** start **
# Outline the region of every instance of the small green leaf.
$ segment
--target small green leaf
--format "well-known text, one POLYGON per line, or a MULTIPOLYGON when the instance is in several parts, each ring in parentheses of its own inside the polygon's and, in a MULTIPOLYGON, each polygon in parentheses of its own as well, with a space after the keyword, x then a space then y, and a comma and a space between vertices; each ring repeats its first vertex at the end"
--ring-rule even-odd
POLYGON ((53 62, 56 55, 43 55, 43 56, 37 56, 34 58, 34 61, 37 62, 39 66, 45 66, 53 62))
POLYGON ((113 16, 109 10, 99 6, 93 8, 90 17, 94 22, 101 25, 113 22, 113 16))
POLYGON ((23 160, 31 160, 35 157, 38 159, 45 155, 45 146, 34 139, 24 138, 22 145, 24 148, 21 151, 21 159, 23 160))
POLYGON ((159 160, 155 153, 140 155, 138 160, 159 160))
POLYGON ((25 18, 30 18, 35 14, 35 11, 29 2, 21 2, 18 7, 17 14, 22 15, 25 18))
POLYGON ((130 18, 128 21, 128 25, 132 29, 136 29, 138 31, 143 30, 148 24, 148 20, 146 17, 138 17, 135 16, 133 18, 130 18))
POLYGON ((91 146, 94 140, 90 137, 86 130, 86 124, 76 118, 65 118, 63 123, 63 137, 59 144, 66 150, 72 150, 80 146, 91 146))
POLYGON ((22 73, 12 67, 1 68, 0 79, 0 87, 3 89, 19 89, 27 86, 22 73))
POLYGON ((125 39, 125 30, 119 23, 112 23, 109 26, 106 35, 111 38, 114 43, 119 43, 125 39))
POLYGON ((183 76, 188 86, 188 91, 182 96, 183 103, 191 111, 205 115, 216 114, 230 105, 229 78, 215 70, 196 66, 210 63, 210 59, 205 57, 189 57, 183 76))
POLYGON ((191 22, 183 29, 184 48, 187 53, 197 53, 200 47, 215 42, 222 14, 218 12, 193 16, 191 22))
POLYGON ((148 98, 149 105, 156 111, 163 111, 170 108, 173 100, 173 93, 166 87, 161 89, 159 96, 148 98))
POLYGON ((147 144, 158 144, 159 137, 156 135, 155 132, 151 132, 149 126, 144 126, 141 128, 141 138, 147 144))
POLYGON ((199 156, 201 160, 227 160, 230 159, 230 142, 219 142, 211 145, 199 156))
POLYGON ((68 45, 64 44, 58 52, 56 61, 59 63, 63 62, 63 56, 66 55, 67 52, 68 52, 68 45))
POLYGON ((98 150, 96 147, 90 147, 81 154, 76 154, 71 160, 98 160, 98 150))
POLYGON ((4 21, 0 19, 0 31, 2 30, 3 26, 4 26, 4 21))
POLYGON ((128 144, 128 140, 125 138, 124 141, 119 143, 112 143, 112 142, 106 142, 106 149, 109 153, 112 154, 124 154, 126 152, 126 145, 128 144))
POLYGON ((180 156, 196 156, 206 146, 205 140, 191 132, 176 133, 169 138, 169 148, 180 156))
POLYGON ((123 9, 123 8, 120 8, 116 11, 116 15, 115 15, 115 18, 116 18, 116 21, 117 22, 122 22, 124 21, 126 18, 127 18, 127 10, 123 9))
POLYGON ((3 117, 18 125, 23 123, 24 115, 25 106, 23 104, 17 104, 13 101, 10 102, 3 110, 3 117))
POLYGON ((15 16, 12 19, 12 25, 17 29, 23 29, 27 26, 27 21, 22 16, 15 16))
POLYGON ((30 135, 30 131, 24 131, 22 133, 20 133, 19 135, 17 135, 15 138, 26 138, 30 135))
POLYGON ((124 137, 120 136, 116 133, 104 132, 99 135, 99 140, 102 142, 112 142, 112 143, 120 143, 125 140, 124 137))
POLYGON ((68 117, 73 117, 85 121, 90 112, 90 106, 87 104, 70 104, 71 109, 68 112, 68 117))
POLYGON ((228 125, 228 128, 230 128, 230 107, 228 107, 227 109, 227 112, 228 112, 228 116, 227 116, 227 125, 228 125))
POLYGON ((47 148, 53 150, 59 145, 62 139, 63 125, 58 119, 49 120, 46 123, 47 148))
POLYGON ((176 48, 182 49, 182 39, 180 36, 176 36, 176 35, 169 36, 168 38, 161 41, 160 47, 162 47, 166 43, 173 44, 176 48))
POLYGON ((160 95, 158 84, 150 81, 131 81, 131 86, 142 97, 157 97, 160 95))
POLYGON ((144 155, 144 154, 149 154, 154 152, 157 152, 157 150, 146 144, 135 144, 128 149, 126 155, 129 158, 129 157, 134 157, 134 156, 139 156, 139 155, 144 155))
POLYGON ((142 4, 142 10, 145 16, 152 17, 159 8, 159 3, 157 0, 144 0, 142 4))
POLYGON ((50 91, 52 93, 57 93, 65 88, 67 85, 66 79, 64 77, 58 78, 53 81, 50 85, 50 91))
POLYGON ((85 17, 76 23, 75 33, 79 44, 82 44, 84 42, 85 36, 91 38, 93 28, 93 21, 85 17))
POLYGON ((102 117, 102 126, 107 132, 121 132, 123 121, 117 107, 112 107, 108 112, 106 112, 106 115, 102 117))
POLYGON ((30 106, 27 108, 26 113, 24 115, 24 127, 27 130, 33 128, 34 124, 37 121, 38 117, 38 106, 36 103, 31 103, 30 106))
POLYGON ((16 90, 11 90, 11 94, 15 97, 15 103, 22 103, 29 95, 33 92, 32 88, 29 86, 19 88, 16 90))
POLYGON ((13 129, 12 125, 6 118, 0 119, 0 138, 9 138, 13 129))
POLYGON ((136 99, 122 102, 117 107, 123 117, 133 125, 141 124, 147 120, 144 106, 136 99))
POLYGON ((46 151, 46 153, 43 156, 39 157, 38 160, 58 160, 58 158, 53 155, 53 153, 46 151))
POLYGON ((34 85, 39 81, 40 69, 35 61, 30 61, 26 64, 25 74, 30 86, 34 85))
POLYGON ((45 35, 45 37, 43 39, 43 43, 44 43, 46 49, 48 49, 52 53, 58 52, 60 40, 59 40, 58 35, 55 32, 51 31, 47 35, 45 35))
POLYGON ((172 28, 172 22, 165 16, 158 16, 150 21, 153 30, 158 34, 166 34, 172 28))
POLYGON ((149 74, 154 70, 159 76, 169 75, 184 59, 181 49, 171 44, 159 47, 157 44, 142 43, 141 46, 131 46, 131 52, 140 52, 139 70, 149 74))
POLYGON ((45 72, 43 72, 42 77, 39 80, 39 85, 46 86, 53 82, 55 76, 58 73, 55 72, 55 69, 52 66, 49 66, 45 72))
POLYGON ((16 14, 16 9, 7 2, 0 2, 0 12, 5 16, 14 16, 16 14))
** end **
What is expected:
Starting at the top of the records, copy each line exactly, and end with the line that contains "POLYGON ((53 62, 56".

Answer to the task:
# Outline the region of every instance of the small green leaf.
$ segment
--target small green leaf
--format "well-known text, one POLYGON per line, or a MULTIPOLYGON when the instance is in several parts, each ring in parentheses of its own inside the polygon's and, in a MULTIPOLYGON, each polygon in parentheses of its own as well, with a space after the keyword, x then a space then y, and a comma and a space between vertices; each ring repeats its first vertex at the end"
--ring-rule even-odd
POLYGON ((53 62, 56 55, 43 55, 43 56, 37 56, 34 58, 34 61, 37 62, 39 66, 45 66, 53 62))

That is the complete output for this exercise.